“The world is sitting at home, and the world is listening”

In the middle of the coronavirus crisis Lebanese media Daraj are seeing a growing hunger for solution-oriented journalism. From their home offices Alia Ibrahim and the rest of the team are working around the clock to keep people informed and to find new ways to restore the public’s faith in journalism

Lebanon, like the rest of the world, has been hit by the global pandemic, and the country is in complete lockdown. An uprising that began in the capital in October 2019 has been silenced by a nationwide curfew, with most of the population waiting it out behind their own doors.

So Alia Ibrahim and her eleven colleagues that make up the core team of Daraj; an independent digital media outlet based in Beirut, have all been working from home.

But in contrast to the silence and sleepiness that defines the Lebanese capital, the remote work stations of the Daraj team members are full of energy and eagerness:

“There is a sense of emergency in our team. It’s not that we’re asking anyone to work more, it just seems like the natural thing for people to do. Everyone seems to be motivated and are doing the best that they can. When we’re seeing how the audience is reacting to our stories, it’s giving everyone a boost,” says Alia Ibrahim, co-founder and CEO of Daraj.

Photo by Hussam Chbaro/Anadolu Agency via Getty Images

An appetite for information

Daraj, which means “steps” in Arabic, is a pan-Arab digital platform providing in-depth reporting and analysis from across the Middle East. As an independent media, Daraj is working with investigative reporting working to expose corruption and other wrongdoings and holding decision makers in the region to account. 

As the pandemic developed, the editorial team decided to create a Covid-19 landing page, as they saw a growing demand for in-depth information about the virus. About 300 professional writers contribute to the Daraj platform from across the world, and as a result of the crisis new writers are reaching out every day offering to contribute and share perspectives. Since the launch of their Covid-19 site, about half of the content produced at Daraj has been on the coronavirus, and in the same period the readership has been growing rapidly:

“I think that in a time of crisis, where people don’t understand what’s going on, they are hungry for information that can explain what’s going on, that can comfort them in terms of what to expect; where will the medical solutions come from, what will this mean for the economy. People are eager to get serious, credible information,” says Alia.

Given data →
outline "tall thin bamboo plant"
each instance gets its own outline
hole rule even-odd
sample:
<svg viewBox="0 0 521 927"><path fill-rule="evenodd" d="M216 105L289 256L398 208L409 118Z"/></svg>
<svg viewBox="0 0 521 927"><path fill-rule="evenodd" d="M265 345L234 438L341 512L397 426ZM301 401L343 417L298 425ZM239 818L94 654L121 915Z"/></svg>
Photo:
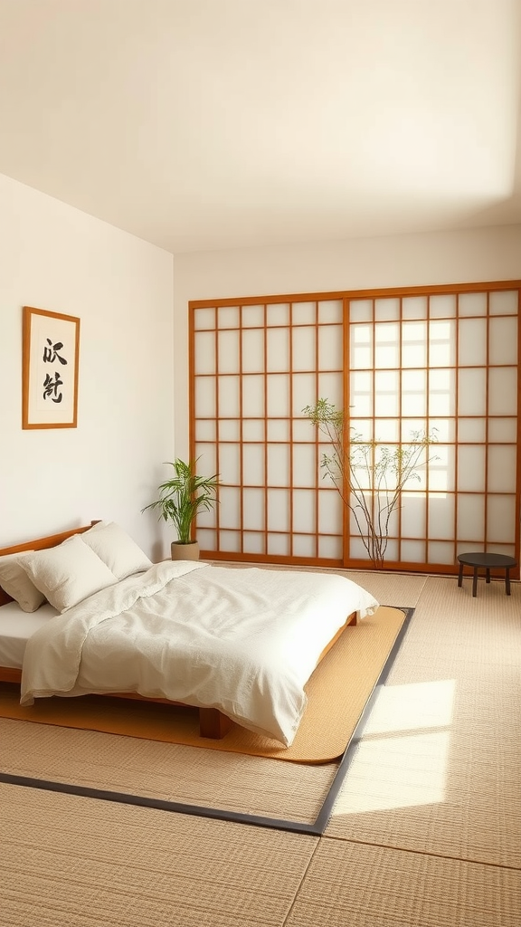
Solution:
<svg viewBox="0 0 521 927"><path fill-rule="evenodd" d="M382 569L388 549L391 516L401 503L405 484L419 480L418 470L436 460L426 449L437 440L430 434L413 431L410 442L386 447L366 441L348 426L344 410L328 400L302 410L331 443L332 452L323 453L320 466L352 513L362 544L376 569Z"/></svg>

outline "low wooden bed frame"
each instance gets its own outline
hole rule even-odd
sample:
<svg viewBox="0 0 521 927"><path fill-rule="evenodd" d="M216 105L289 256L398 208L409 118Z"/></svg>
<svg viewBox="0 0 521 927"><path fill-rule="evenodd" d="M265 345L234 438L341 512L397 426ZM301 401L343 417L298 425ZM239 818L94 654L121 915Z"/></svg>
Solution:
<svg viewBox="0 0 521 927"><path fill-rule="evenodd" d="M96 525L99 519L85 525L83 527L72 528L69 531L62 531L60 534L52 534L46 538L38 538L36 540L29 540L24 544L15 544L13 547L0 549L0 556L8 553L20 553L23 551L44 551L49 547L57 547L63 540L71 538L74 534L83 534L88 531L93 525ZM12 599L0 587L0 606L12 602ZM344 629L349 625L356 625L356 613L349 615L346 624L337 632L332 641L327 644L320 655L320 661L325 656L327 652L338 640ZM0 667L0 682L14 682L19 684L21 681L21 670L11 667ZM171 702L164 698L152 698L146 695L140 695L138 692L104 692L110 698L138 699L144 702L159 702L163 705L182 705L183 702ZM193 707L193 706L192 706ZM217 708L199 708L199 734L201 737L210 737L212 740L221 740L228 732L234 723L226 715L223 715Z"/></svg>

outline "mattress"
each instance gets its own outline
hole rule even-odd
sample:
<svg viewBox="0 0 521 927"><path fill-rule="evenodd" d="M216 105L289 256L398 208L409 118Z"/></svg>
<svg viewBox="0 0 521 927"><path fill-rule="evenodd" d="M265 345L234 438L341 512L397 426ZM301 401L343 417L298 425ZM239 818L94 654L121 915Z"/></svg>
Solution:
<svg viewBox="0 0 521 927"><path fill-rule="evenodd" d="M48 603L35 612L24 612L16 602L0 608L0 667L21 669L29 638L57 615Z"/></svg>

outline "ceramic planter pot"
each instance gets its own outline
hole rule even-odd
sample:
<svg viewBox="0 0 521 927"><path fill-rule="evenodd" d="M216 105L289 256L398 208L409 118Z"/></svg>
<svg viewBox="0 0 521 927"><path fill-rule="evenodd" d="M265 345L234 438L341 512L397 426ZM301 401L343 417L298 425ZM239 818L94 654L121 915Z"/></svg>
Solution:
<svg viewBox="0 0 521 927"><path fill-rule="evenodd" d="M198 542L197 540L190 540L187 544L184 544L181 540L172 540L171 544L171 556L172 560L198 560Z"/></svg>

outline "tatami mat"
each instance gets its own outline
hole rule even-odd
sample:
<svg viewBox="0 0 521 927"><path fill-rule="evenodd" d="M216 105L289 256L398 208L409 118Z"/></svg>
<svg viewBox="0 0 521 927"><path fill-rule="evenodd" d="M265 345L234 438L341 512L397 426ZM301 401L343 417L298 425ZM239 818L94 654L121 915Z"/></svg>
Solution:
<svg viewBox="0 0 521 927"><path fill-rule="evenodd" d="M0 718L1 768L17 776L311 824L337 764L275 759Z"/></svg>
<svg viewBox="0 0 521 927"><path fill-rule="evenodd" d="M323 839L287 927L519 927L521 872Z"/></svg>
<svg viewBox="0 0 521 927"><path fill-rule="evenodd" d="M429 578L327 835L521 868L520 588L486 592Z"/></svg>
<svg viewBox="0 0 521 927"><path fill-rule="evenodd" d="M282 927L314 837L0 784L2 927Z"/></svg>
<svg viewBox="0 0 521 927"><path fill-rule="evenodd" d="M2 785L1 927L520 927L521 585L349 575L415 614L325 835ZM304 822L335 770L19 721L0 737L22 775Z"/></svg>

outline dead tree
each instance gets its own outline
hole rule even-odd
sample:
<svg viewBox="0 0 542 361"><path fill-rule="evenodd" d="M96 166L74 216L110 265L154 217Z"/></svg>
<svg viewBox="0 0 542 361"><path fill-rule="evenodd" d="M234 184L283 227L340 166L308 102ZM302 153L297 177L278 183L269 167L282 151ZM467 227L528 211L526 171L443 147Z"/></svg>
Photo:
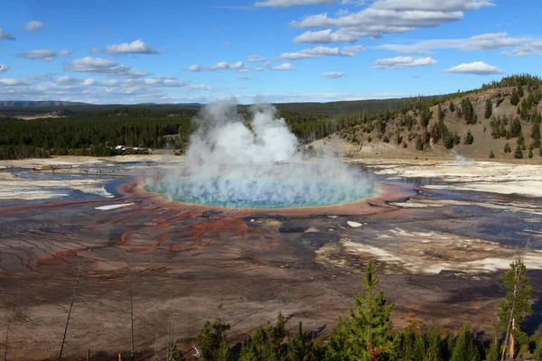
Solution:
<svg viewBox="0 0 542 361"><path fill-rule="evenodd" d="M83 272L83 267L79 267L79 272L77 275L77 281L75 282L75 287L73 287L73 294L71 295L71 301L70 302L70 310L68 311L68 318L66 319L66 327L64 328L64 335L62 336L62 343L61 344L61 352L59 353L59 361L62 359L62 351L64 350L64 344L66 342L66 335L68 334L68 327L70 326L70 318L71 317L71 310L73 310L73 302L75 301L75 296L77 295L77 287L79 286L79 279L81 278L81 273Z"/></svg>
<svg viewBox="0 0 542 361"><path fill-rule="evenodd" d="M9 338L9 317L7 318L7 325L5 325L5 345L4 347L4 361L7 361L7 341Z"/></svg>

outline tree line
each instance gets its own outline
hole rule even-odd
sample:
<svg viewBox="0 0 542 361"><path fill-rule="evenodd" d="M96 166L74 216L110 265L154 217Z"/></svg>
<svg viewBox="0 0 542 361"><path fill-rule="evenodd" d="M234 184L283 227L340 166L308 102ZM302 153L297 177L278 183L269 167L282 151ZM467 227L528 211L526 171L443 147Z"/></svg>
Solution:
<svg viewBox="0 0 542 361"><path fill-rule="evenodd" d="M362 292L356 292L354 306L340 318L324 342L319 330L306 332L299 323L287 342L286 321L279 312L274 324L267 322L234 351L228 340L230 329L221 318L205 322L194 344L196 356L203 361L498 361L542 358L542 337L522 330L525 318L532 313L532 286L521 259L510 264L503 277L506 296L499 302L491 340L477 338L470 326L457 334L440 328L425 328L411 314L407 327L397 329L390 318L394 308L384 293L377 291L378 276L369 262L360 277ZM171 341L167 359L185 356Z"/></svg>

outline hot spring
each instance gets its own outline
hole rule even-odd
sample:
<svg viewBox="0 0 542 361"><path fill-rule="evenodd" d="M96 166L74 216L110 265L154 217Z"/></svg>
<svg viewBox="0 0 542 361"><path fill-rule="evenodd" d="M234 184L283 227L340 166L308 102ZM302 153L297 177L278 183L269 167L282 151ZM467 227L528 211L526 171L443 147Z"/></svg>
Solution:
<svg viewBox="0 0 542 361"><path fill-rule="evenodd" d="M269 105L239 110L227 101L206 106L186 152L185 169L145 180L146 191L183 203L230 208L285 208L350 203L375 186L333 152L308 156Z"/></svg>
<svg viewBox="0 0 542 361"><path fill-rule="evenodd" d="M325 166L325 165L324 165ZM179 177L147 182L146 191L182 203L229 208L322 207L372 197L375 187L363 178L322 176L322 166L276 165L271 174ZM323 170L320 170L323 171ZM320 177L318 176L320 175ZM308 175L308 176L307 176Z"/></svg>

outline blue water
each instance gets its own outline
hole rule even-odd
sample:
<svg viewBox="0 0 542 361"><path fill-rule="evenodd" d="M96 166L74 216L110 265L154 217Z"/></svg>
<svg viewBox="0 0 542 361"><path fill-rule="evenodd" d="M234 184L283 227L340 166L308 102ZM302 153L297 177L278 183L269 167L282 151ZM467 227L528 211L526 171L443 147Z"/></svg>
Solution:
<svg viewBox="0 0 542 361"><path fill-rule="evenodd" d="M229 208L284 208L350 203L371 197L367 182L296 182L294 180L223 178L179 179L174 184L157 182L145 190L171 199Z"/></svg>

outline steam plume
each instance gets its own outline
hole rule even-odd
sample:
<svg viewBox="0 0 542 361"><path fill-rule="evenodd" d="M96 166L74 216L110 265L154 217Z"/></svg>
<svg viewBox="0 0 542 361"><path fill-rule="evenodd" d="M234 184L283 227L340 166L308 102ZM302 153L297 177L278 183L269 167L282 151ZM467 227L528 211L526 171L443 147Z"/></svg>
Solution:
<svg viewBox="0 0 542 361"><path fill-rule="evenodd" d="M195 122L184 171L147 182L147 190L187 203L266 208L345 203L373 192L360 171L330 153L307 159L270 105L251 106L246 119L234 101L219 102Z"/></svg>

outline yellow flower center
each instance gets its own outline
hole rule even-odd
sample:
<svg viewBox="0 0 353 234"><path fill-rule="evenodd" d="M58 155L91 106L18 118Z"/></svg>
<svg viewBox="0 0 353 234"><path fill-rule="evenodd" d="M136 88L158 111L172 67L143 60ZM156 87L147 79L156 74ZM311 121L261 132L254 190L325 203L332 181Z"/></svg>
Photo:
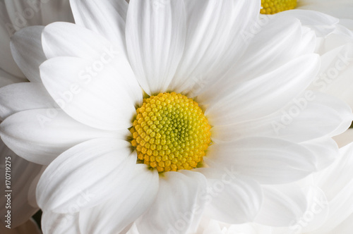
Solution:
<svg viewBox="0 0 353 234"><path fill-rule="evenodd" d="M211 142L210 125L198 104L181 94L144 99L130 131L138 162L158 172L191 170Z"/></svg>
<svg viewBox="0 0 353 234"><path fill-rule="evenodd" d="M261 0L261 14L272 15L297 6L297 0Z"/></svg>

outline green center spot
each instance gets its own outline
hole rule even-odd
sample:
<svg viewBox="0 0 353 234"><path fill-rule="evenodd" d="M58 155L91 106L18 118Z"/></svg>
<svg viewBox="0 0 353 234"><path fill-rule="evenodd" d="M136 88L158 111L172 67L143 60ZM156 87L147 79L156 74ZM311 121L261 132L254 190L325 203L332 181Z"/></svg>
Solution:
<svg viewBox="0 0 353 234"><path fill-rule="evenodd" d="M144 99L130 130L139 163L158 172L191 170L203 161L210 125L198 104L181 94Z"/></svg>
<svg viewBox="0 0 353 234"><path fill-rule="evenodd" d="M272 15L292 10L297 6L297 0L261 0L261 14Z"/></svg>

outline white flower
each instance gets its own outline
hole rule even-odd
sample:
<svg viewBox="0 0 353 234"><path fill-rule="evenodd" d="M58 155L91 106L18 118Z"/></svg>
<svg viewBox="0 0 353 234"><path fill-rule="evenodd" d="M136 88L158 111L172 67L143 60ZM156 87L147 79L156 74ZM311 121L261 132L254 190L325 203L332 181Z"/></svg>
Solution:
<svg viewBox="0 0 353 234"><path fill-rule="evenodd" d="M320 11L342 22L353 20L353 2L350 0L299 0L297 8Z"/></svg>
<svg viewBox="0 0 353 234"><path fill-rule="evenodd" d="M303 188L307 191L308 209L289 228L255 223L229 226L205 219L198 234L350 233L353 219L353 143L340 149L340 152L341 156L334 164L303 181L306 183Z"/></svg>
<svg viewBox="0 0 353 234"><path fill-rule="evenodd" d="M0 87L27 81L12 58L11 37L25 27L56 21L73 22L68 0L0 1Z"/></svg>
<svg viewBox="0 0 353 234"><path fill-rule="evenodd" d="M117 233L134 221L146 233L193 232L203 212L233 223L282 225L305 211L299 191L295 214L278 221L281 214L272 219L259 214L286 197L261 185L296 181L328 166L337 154L331 136L352 120L342 101L306 90L320 68L312 31L287 16L254 31L259 1L71 1L71 6L78 25L15 35L15 61L31 82L0 90L1 138L25 159L49 164L37 190L44 233ZM28 61L44 55L40 78ZM143 90L159 94L145 95L150 109ZM186 97L213 127L198 166L209 128ZM180 104L172 101L176 97ZM169 101L174 112L160 120ZM160 127L162 121L171 130ZM133 125L134 140L126 140ZM197 130L187 132L189 126ZM163 144L164 137L187 141ZM191 154L193 147L199 150ZM190 157L173 158L168 149ZM138 156L150 167L136 164ZM197 168L167 171L172 165Z"/></svg>
<svg viewBox="0 0 353 234"><path fill-rule="evenodd" d="M13 61L11 54L10 37L20 29L30 25L45 25L55 21L72 21L73 18L66 0L60 1L0 1L0 87L16 82L28 81ZM34 61L35 63L35 61ZM43 61L31 66L38 66ZM16 99L20 99L21 93L16 94ZM11 104L4 102L5 106ZM3 107L4 106L3 106ZM13 106L16 109L16 106ZM0 122L2 118L0 118ZM3 226L1 233L24 233L25 230L35 233L35 224L28 219L39 209L35 201L35 187L42 172L42 165L33 164L25 160L11 151L0 140L0 183L5 186L6 173L11 175L11 204L6 206L7 197L4 192L0 197L0 214L3 224L7 220L4 215L8 210L11 211L11 228L13 232ZM11 166L9 167L8 166ZM6 167L10 169L6 170ZM8 183L7 183L8 184ZM3 185L2 185L3 186ZM6 208L8 207L8 208ZM4 216L3 216L4 214ZM18 228L16 228L18 227ZM30 227L32 227L30 229ZM39 230L37 230L39 231Z"/></svg>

Problem to solve →
In the article on the Lebanese outlet Daraj, what does the name "Daraj" mean in Arabic?

Your solution →
"Steps."